▶ _Problem to work on_
Please copy the material under this line exactly, keeping every line.
----
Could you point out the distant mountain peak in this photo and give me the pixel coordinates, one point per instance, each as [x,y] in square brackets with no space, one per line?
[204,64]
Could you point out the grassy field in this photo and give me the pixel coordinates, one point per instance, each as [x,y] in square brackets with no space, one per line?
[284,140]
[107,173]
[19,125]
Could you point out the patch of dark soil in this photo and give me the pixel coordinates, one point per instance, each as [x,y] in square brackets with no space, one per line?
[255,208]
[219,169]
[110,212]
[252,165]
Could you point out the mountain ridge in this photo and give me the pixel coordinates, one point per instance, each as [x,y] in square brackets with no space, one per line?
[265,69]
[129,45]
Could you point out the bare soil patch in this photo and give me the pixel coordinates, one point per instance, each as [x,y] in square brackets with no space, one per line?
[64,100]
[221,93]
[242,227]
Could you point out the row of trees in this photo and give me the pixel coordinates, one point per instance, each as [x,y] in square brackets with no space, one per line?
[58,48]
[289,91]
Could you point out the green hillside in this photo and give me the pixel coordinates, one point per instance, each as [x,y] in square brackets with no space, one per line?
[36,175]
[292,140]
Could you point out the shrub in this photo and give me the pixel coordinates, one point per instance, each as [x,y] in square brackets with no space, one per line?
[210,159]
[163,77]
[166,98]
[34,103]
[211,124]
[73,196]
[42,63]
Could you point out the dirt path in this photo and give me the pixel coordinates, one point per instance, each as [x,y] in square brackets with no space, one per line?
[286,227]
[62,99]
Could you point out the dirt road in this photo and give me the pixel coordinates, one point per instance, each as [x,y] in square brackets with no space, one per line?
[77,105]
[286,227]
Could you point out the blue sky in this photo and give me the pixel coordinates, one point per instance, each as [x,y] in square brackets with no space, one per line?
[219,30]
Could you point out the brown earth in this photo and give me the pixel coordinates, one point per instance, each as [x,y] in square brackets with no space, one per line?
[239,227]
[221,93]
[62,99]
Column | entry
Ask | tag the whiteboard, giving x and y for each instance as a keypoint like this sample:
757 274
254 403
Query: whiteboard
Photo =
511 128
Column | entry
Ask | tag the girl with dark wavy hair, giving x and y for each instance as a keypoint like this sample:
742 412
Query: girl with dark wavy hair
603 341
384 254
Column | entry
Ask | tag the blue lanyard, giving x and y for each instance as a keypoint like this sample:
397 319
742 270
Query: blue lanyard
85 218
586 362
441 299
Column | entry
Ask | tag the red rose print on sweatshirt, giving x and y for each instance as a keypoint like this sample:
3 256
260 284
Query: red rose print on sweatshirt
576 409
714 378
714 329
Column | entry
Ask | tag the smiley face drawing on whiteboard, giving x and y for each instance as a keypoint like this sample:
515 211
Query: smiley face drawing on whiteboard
----
▶ _Task answer_
Could you point out the distant mountain peak in this photo and give me the pixel coordinates, one point per instance, each as [x,y] in square brackets with no space, one per line?
[204,64]
Could you point out the grassy field in this photo and give me the pixel coordinates, one point per instance, each as [x,y] in square brackets with no space, one per line?
[284,140]
[107,173]
[19,125]
Could you point out the patch of dark soil in this photo and give me the pixel coordinates, one point per instance, each as [x,y] in square brackets with no space, one per line?
[255,208]
[219,169]
[110,212]
[252,165]
Could you point out the mountain ridge in this photo and give me the pixel coordinates, one point per instance, each as [x,y] in square brackets with no space, one per line?
[265,69]
[129,45]
Could you point out the bare soil patch in this photo and give me the pixel coordinates, one point per instance, each as [x,y] in square brackets with no space, one per line?
[64,100]
[221,93]
[242,227]
Could you point out the row of trees in this photo and give me the pixel coordinates, one point per instance, each as [x,y] in square brackets with no space, one per line?
[58,48]
[289,91]
Could you point out the green hillside in this photo and give me the pixel coordinates, one point per instance, each as [x,y] in square brackets with no space, one per line?
[36,175]
[292,140]
Could you point out the shrub in this photo and give me the pixel coordinates, one point per instance, each as [x,y] in square brackets with no space, one per line?
[210,159]
[163,77]
[166,98]
[34,103]
[211,124]
[73,196]
[42,63]
Could you point out the dirt path in this photo and give me the pixel coordinates, one point per instance, each as [x,y] in square brackets with no space, one per line?
[286,227]
[62,99]
Could you point out the dirt road in this photo and give me the pixel coordinates, one point per instance, each as [x,y] in square brackets with no space, one per line?
[77,105]
[286,227]
Could you point out the blue sky in this photo and give me the pixel coordinates, one point per instance, each as [x,y] in square brackets with no space, one per line?
[219,30]
Could you point out the brown earth in this photo and give me the pixel coordinates, one point per instance, each as [x,y] in square brackets with no space, one per line?
[239,227]
[221,93]
[62,99]
Column | entry
Ask | tag the whiteboard, giving x and y for each instance as a keypoint like this sample:
757 274
254 403
Query: whiteboard
Photo =
511 128
Column | entry
Ask | tag the girl with dark wavy hair, giving x and y for each instance as a keypoint like this sample:
742 412
Query: girl with dark wavy hair
603 341
384 254
Column | entry
Ask | tag the blue lanyard, giving x and y for each instance as a keypoint like this sample:
397 319
742 270
Query: blue lanyard
85 218
586 362
441 299
Column | entry
Ask | tag the red rose print on sweatshirt, giving x and y for each instance as a keypoint like this sample:
3 256
260 284
Query: red rose print on sweatshirt
576 409
714 378
714 329
Column | entry
Ask | tag the smiley face drawing on whiteboard, giving x and y for each instance as a keypoint like this sample:
515 211
Query: smiley face drawing on whiteboard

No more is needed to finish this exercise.